Passage cité:
▼
« Ça sera sans doute une immigration de grande qualité en revanche ; ce seront des intellectuels, pas seulement, mais on aura une immigration de grande qualité dont on pourra tirer profit. »
Ces mots pleins de « « « sens pratique » » » ont été prononcés par Jean-Louis Bourlanges, député et président de la commission des Affaires étrangères à l’Assemblée nationale, il y a une semaine, alors que la Russie venait de lancer son offensive contre l’Ukraine.
La très grande classe, n’est-ce pas, que de regarder de loin une situation de conflit s’envenimer et présager d’un flux migratoire par le prisme de la main-d’œuvre ?
Mais ce n’est pas comme si depuis une semaine, il avait été le seul… Dans les médias, le robinet à outrances est ouvert depuis plusieurs jours — et ce, en toute décontraction, tentant de nous expliquer, de façon plus ou moins détournée, qu’il y a bien une différence entre des réfugiés qui fuient une guerre.
Comme Philippe Corbé sur BFMTV :
« On ne parle pas là de Syriens qui fuient les bombardements du régime syrien soutenu par Vladimir Poutine. On parle d’Européens qui partent dans leurs voitures qui ressemblent à nos voitures, qui prennent la route et qui essaient de sauver leur vie, quoi. Et ça, c’est une question qui va être importante pour l’Europe. »
Ou comme Olivier Truchot sur RMC :
« Les Français se disent “L’Ukrainien, il me ressemble, il a la même voiture que moi, finalement c’est à 3 heures de Paris, je pourrais être à sa place”. Y a une identification de proximité, que peut-être le Français a moins avec l’Afghan — et c’est pas du racisme, c’est la loi de la proximité. »
Bon, déjà, expliquez-nous déjà : c’est quoi cette obsession pour la voiture que conduisent les Ukrainiens ?
Mais surtout : à quel moment a-t-on décidé qu’on serait plus sensibles à la situation de personnes qui fuient les conflits en Ukraine… parce qu’elles nous ressembleraient ? Parce que nous nous voyons à travers elles, que nous nous imaginons à leur place ?
▲
Extraits des items:
▼
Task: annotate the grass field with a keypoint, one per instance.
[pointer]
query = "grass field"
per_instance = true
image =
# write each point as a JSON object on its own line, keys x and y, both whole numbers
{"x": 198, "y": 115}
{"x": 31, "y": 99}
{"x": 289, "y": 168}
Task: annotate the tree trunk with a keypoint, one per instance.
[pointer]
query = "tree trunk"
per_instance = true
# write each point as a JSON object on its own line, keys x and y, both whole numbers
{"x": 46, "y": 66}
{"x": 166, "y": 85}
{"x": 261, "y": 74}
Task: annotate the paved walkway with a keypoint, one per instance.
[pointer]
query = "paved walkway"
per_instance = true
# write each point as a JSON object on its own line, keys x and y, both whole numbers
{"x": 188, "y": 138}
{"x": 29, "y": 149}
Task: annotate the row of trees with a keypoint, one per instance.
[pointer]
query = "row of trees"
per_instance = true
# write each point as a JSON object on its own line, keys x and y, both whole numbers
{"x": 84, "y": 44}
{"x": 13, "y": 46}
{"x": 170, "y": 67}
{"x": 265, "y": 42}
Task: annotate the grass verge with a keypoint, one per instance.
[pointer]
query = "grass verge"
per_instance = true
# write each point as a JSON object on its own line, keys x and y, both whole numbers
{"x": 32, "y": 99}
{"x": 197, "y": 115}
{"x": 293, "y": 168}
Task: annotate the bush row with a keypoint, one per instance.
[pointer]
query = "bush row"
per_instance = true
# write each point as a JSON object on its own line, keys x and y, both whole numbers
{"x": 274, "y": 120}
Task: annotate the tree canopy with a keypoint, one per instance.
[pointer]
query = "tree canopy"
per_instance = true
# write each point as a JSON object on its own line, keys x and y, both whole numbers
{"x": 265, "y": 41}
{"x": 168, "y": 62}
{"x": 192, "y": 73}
▲
Consignes de l'exercice: D'après le passage cité, quelles fonctions Jean-Louis Bourlanges exerce-t-il à l'Assemblée nationale ?

Réponse: Il est député et président de la commission des Affaires étrangères.